__REQUIREMENTS__: Convert the records, beginning at the start and running through the line that contains "49], [67, 45]]", into a two-column CSV headed text and answer. Give one row per record, with each field quoted and its line breaks replaced by spaces, and leave out the pictures.

__RECORDS SHOWN__:
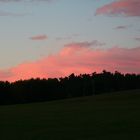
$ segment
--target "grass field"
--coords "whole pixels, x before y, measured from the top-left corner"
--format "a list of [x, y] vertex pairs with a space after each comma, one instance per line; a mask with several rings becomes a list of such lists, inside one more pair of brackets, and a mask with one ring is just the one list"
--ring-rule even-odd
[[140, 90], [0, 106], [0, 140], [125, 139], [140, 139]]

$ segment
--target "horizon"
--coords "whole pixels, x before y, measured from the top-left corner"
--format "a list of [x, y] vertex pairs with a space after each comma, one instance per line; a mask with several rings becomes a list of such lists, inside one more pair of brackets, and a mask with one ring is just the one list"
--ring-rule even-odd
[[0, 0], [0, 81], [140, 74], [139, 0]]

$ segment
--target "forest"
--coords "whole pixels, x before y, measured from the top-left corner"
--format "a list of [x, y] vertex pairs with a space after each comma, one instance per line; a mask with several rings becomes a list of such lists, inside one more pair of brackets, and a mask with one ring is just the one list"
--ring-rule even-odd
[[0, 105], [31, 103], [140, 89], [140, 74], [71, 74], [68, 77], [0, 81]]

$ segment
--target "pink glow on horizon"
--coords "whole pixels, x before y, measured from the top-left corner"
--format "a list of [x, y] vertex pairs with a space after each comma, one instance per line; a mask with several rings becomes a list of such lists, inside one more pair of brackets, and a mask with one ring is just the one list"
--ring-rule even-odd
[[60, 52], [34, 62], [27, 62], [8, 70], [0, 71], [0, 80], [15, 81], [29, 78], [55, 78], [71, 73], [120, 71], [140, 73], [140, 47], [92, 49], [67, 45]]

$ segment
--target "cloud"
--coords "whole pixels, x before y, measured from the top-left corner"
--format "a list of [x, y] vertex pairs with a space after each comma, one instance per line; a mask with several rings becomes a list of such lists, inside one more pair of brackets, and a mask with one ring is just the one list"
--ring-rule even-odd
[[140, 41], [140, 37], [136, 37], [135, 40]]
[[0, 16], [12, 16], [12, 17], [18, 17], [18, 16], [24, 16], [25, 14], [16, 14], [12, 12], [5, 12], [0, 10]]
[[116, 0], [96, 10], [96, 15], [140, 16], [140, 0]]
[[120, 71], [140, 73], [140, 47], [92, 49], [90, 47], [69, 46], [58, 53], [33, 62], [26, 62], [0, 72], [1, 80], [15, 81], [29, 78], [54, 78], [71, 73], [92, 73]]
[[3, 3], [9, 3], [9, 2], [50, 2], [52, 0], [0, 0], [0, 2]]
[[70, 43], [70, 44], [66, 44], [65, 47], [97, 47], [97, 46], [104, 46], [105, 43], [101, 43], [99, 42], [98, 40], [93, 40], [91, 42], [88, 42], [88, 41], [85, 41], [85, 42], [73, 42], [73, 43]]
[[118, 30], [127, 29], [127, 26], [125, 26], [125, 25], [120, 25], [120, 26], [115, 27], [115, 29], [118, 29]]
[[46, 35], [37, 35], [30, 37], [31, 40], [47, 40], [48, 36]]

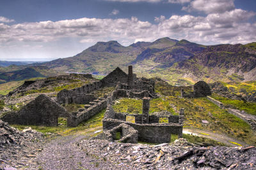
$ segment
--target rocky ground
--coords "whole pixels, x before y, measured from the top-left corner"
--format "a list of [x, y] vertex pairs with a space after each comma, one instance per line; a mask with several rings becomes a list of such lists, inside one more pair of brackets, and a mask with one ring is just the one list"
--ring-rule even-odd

__OUTPUT FOR THIS TASK__:
text,answer
"$ segment --target ""grass field"" --coords ""whole pixels, x before y, measured from the top-left corner"" --format ""a list of [x, y] vertex pairs with a space after each comma, one instance per line; a mask with several rings becomes a list of such lists, inside one more pair of brackets, and a mask with one ring is just the one list"" --ring-rule even-odd","[[140, 90], [0, 106], [0, 140], [125, 139], [140, 139]]"
"$ segment --target ""horizon"" --coords ""whole pixels, x before y, measured from the top-left corner"" --format ""a list of [x, y] vertex pairs with a space after each comma, one instance per line; a mask with several rings becomes a list of such lists, inside one more pair of brackets, and a mask with one ring is just the one list"" --ring-rule even-odd","[[0, 0], [0, 81], [140, 74], [139, 0]]"
"$ segment --target ""forest"" --coords ""whole pixels, x before y, measured from the top-left corner"" --format ""a list of [x, y] vertex pairs with a space after each comma, one instance per line; a mask with several rings becomes a list of such lists, inside one more pair of brackets, and a mask with one ring is just the one list"" --ring-rule even-odd","[[0, 105], [31, 103], [140, 89], [140, 74], [71, 74], [68, 77], [0, 81]]"
"$ segment --target ""pink glow on horizon"" --coords ""whole pixels, x before y, measured from the top-left corner"" --format ""a list of [x, y] vertex pairs with a space after each comma, one instance per line; a mask with several rings becomes a list of such lists, inside one more pair of brackets, and a mask with one ring is just the one list"" --ring-rule even-odd","[[60, 52], [34, 62], [27, 62], [8, 70], [0, 71], [0, 80], [15, 81], [29, 78], [55, 78], [71, 73], [120, 71], [140, 73], [140, 47], [92, 49], [67, 45]]"